== Problem 1 ==
Copy the passage on India's Mars Orbiter Mission in full, word for word.

* Begin Source extract *

When it comes to space exploration India vows not to be left far behind the super powers of the world. With the Mars Orbiter Mission, an assignment that has a 70 percent success rate for U.S. endeavors and rendered all Russian ventures almost fruitless, India has attempted to set for itself a difficult objective, and if successful, a new record of sorts would be created for others to emulate or envy, writes Priyanka Bhardwaj.


(Above): Handout photograph released by the Indian Space Research Organization on November 6, 2013, shows the PSLV-C25 rocket carrying the Mars Orbiter Spacecraft blasting off from the launch pad at Sriharikota. [Photo: ISRO]

The country’s premier scientific congregation belonging to India’s Space and Research Organization (ISRO) took immense pride in entering the Martian exploration mission by launching the indigenously built Rs. 4.5 billion Mars Orbiter Mission (MOM) on November 5.

The mission comes at a cost of one-tenth of what it normally would cost NASA or the European Space Agency and also would be the first endeavor to Mars that aims for success in its first try.

Before India only the U.S., Russia and Europe have achieved this feat and in all, there have been 40 missions.

Indian spacecraft “Mangalyaan” (Mars-craft) lifted off from Sriharikota, Nov. 5, 80 kilometers from Chennai in Tami Nadu, with the support of an evolved version of domestically developed Polar Satellite Launch Vehicle and fitted with extended rockets.

The satellite would be orbiting in an elliptical arc around the Earth and then pushed into higher orbit with a series of six small fuel burns before it slingshots toward Mars.

* End Source extract *
* Begin Material *

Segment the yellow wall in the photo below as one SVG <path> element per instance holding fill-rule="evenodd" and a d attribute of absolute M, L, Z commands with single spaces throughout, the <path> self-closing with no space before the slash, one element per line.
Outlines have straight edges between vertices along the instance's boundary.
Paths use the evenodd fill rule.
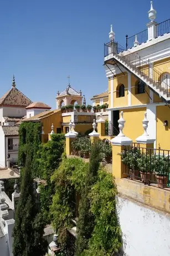
<path fill-rule="evenodd" d="M 121 73 L 114 78 L 114 107 L 127 106 L 127 75 Z M 125 97 L 117 97 L 117 86 L 123 84 L 125 86 Z"/>
<path fill-rule="evenodd" d="M 70 122 L 71 119 L 71 115 L 66 116 L 63 116 L 63 122 Z"/>
<path fill-rule="evenodd" d="M 168 72 L 170 73 L 170 57 L 156 61 L 154 63 L 153 68 L 159 73 Z"/>
<path fill-rule="evenodd" d="M 167 106 L 156 107 L 157 149 L 170 150 L 170 109 Z M 163 126 L 167 120 L 168 126 Z"/>
<path fill-rule="evenodd" d="M 131 105 L 146 104 L 150 102 L 150 97 L 146 92 L 135 94 L 135 85 L 138 81 L 135 76 L 131 75 Z M 150 89 L 145 86 L 145 90 L 150 95 Z"/>
<path fill-rule="evenodd" d="M 51 132 L 52 124 L 54 125 L 54 131 L 56 133 L 56 128 L 61 127 L 61 121 L 62 117 L 60 110 L 54 111 L 54 113 L 52 115 L 42 118 L 40 121 L 43 124 L 44 134 L 48 134 Z"/>
<path fill-rule="evenodd" d="M 143 120 L 146 107 L 122 110 L 126 120 L 123 132 L 125 136 L 136 141 L 136 139 L 143 133 L 142 121 Z"/>

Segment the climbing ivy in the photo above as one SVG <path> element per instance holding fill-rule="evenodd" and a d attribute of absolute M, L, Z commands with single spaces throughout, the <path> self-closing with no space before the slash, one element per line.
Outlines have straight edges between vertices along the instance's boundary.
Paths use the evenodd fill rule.
<path fill-rule="evenodd" d="M 37 159 L 39 146 L 41 143 L 42 124 L 40 122 L 23 122 L 19 129 L 18 162 L 23 167 L 25 165 L 27 148 L 30 151 L 31 170 L 33 176 L 38 176 Z"/>
<path fill-rule="evenodd" d="M 53 224 L 59 234 L 62 256 L 115 255 L 122 247 L 121 232 L 116 211 L 116 186 L 112 177 L 100 166 L 99 145 L 91 152 L 90 163 L 63 155 L 51 177 L 55 194 L 50 206 Z M 99 155 L 99 154 L 98 154 Z M 77 239 L 68 230 L 74 224 L 75 195 L 80 195 L 77 215 Z M 80 196 L 79 196 L 80 198 Z"/>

* End Material *

== Problem 2 ==
Repeat every line of the rows above exactly, from the first row to the last, and leave the pictures out.

== Written solution 1 ==
When it comes to space exploration India vows not to be left far behind the super powers of the world. With the Mars Orbiter Mission, an assignment that has a 70 percent success rate for U.S. endeavors and rendered all Russian ventures almost fruitless, India has attempted to set for itself a difficult objective, and if successful, a new record of sorts would be created for others to emulate or envy, writes Priyanka Bhardwaj.


(Above): Handout photograph released by the Indian Space Research Organization on November 6, 2013, shows the PSLV-C25 rocket carrying the Mars Orbiter Spacecraft blasting off from the launch pad at Sriharikota. [Photo: ISRO]

The country’s premier scientific congregation belonging to India’s Space and Research Organization (ISRO) took immense pride in entering the Martian exploration mission by launching the indigenously built Rs. 4.5 billion Mars Orbiter Mission (MOM) on November 5.

The mission comes at a cost of one-tenth of what it normally would cost NASA or the European Space Agency and also would be the first endeavor to Mars that aims for success in its first try.

Before India only the U.S., Russia and Europe have achieved this feat and in all, there have been 40 missions.

Indian spacecraft “Mangalyaan” (Mars-craft) lifted off from Sriharikota, Nov. 5, 80 kilometers from Chennai in Tami Nadu, with the support of an evolved version of domestically developed Polar Satellite Launch Vehicle and fitted with extended rockets.

The satellite would be orbiting in an elliptical arc around the Earth and then pushed into higher orbit with a series of six small fuel burns before it slingshots toward Mars.

== Written solution 2 ==
Segment the yellow wall in the photo below as one SVG <path> element per instance holding fill-rule="evenodd" and a d attribute of absolute M, L, Z commands with single spaces throughout, the <path> self-closing with no space before the slash, one element per line.
Outlines have straight edges between vertices along the instance's boundary.
Paths use the evenodd fill rule.
<path fill-rule="evenodd" d="M 121 73 L 114 78 L 114 107 L 127 106 L 127 75 Z M 125 97 L 117 97 L 117 86 L 123 84 L 125 86 Z"/>
<path fill-rule="evenodd" d="M 70 122 L 71 119 L 71 115 L 66 116 L 63 116 L 63 122 Z"/>
<path fill-rule="evenodd" d="M 168 72 L 170 73 L 170 57 L 156 61 L 154 63 L 153 68 L 159 73 Z"/>
<path fill-rule="evenodd" d="M 167 106 L 156 107 L 157 149 L 170 150 L 170 109 Z M 163 126 L 167 120 L 168 126 Z"/>
<path fill-rule="evenodd" d="M 131 105 L 146 104 L 150 102 L 150 97 L 146 92 L 135 94 L 135 85 L 138 81 L 135 76 L 131 75 Z M 150 89 L 145 86 L 145 90 L 150 95 Z"/>
<path fill-rule="evenodd" d="M 51 132 L 52 124 L 54 125 L 54 131 L 56 133 L 56 128 L 61 127 L 61 121 L 62 117 L 60 110 L 54 111 L 54 113 L 52 115 L 42 118 L 40 121 L 43 124 L 44 134 L 48 134 Z"/>
<path fill-rule="evenodd" d="M 143 120 L 146 107 L 122 110 L 126 120 L 123 132 L 125 136 L 136 141 L 136 139 L 143 133 L 142 121 Z"/>

Segment the climbing ivy in the photo above as one SVG <path> element per instance holding fill-rule="evenodd" and a d attribute of absolute M, L, Z commands with single spaces throughout, the <path> self-closing with no space before the slash, one element per line.
Outlines have straight edges between vertices along the instance's boundary.
Paths use the evenodd fill rule.
<path fill-rule="evenodd" d="M 37 159 L 39 146 L 41 143 L 42 124 L 40 122 L 23 122 L 19 129 L 18 162 L 23 167 L 25 165 L 27 148 L 30 151 L 31 170 L 33 176 L 38 176 Z"/>
<path fill-rule="evenodd" d="M 53 224 L 59 234 L 62 256 L 115 255 L 122 247 L 121 232 L 116 211 L 116 186 L 112 177 L 100 166 L 99 145 L 91 152 L 90 163 L 63 155 L 51 177 L 55 194 L 50 206 Z M 99 155 L 99 154 L 98 154 Z M 77 239 L 68 230 L 74 224 L 75 195 L 80 195 L 77 215 Z M 80 196 L 79 196 L 80 198 Z"/>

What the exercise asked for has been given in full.